* Part of a data file:
◆ ◆ ◆ ◆ ◆

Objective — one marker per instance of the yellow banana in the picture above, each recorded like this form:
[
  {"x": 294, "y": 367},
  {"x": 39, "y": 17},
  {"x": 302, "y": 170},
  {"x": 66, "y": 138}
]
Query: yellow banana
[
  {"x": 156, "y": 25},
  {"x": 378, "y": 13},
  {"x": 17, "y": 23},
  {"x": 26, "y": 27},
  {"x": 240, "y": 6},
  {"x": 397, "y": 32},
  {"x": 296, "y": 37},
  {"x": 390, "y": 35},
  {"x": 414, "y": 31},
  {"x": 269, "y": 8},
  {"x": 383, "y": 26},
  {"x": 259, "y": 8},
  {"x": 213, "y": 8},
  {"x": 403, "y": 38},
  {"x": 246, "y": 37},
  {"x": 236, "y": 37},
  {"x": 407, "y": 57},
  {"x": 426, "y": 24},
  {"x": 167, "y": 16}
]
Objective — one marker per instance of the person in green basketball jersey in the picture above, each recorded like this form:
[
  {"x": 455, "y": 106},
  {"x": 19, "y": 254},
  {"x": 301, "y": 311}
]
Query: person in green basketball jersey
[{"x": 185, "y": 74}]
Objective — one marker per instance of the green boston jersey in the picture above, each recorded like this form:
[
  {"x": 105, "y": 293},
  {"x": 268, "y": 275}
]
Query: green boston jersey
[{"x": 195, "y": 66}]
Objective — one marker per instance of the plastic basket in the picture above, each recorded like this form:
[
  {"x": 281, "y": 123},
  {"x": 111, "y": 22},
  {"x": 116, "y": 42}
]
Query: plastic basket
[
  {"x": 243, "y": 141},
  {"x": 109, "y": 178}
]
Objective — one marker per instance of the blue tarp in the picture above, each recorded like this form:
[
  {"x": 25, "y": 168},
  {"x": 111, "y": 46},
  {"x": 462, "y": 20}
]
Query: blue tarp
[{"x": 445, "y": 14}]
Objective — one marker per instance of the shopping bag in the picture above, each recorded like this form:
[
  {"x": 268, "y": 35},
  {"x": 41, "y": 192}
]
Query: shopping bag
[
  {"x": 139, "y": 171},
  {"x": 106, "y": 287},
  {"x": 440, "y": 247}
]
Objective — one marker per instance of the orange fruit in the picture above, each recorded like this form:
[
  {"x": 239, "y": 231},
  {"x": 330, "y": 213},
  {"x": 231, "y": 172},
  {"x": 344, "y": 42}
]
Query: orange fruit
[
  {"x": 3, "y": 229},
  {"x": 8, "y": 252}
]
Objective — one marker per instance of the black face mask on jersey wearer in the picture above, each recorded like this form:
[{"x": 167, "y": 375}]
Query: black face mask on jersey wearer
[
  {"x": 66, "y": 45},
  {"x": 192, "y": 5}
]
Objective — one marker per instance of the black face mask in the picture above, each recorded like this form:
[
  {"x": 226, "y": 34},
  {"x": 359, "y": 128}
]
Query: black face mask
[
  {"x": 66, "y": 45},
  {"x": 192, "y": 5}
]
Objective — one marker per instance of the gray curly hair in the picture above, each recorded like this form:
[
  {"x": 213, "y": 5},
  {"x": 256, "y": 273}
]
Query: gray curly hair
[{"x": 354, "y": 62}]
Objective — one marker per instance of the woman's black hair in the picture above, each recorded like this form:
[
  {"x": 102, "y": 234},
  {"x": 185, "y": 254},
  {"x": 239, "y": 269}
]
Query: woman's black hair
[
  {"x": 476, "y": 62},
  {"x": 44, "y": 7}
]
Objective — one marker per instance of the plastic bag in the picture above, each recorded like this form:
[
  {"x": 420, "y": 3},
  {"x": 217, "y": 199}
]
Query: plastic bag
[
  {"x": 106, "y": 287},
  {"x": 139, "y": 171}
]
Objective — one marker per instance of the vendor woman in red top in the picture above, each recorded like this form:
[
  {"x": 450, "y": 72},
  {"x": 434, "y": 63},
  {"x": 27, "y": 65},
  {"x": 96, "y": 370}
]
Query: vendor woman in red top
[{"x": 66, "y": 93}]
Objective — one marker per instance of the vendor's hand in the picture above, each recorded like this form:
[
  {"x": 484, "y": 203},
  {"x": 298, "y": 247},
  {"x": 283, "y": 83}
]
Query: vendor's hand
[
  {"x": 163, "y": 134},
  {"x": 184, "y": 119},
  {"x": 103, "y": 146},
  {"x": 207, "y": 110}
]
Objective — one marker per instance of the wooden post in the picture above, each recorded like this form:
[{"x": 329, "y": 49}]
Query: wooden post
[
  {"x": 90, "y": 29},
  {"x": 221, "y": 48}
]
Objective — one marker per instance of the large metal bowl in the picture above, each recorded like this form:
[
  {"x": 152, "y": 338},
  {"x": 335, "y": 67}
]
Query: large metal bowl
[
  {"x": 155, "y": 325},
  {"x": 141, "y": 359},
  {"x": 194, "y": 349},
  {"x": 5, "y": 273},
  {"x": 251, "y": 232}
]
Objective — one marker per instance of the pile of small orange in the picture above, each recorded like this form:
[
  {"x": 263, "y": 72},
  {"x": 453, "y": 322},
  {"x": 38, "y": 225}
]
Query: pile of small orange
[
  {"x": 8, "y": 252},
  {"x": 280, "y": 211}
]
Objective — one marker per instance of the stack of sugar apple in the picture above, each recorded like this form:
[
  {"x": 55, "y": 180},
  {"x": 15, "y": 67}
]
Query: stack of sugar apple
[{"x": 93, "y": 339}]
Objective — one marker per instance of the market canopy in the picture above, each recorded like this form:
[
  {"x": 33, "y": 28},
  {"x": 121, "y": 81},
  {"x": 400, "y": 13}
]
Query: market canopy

◆ ◆ ◆ ◆ ◆

* The request: Starting at the line that contains "Objective — one marker per instance of the pile" and ending at the end of the data, rewrite every line in full, multiplying each coordinate in the answers by 0.2 and rounding to a whole number, with halves rounded up. Leave all other numbers unchanged.

* Correct response:
Objective — one marker per instance of the pile of small orange in the picture above, each recorded like this form:
[
  {"x": 263, "y": 72},
  {"x": 453, "y": 322},
  {"x": 38, "y": 225}
]
Query: pile of small orange
[
  {"x": 2, "y": 50},
  {"x": 56, "y": 42}
]
Objective — one marker per instance of the stack of sugar apple in the picture above, each recorded like this form:
[
  {"x": 55, "y": 180},
  {"x": 15, "y": 67}
]
Query: stack of sugar apple
[{"x": 19, "y": 68}]
Objective — one marker per instance of the market canopy in the picture above, each recorded like this form:
[
  {"x": 33, "y": 28},
  {"x": 121, "y": 81},
  {"x": 400, "y": 13}
]
Query: market canopy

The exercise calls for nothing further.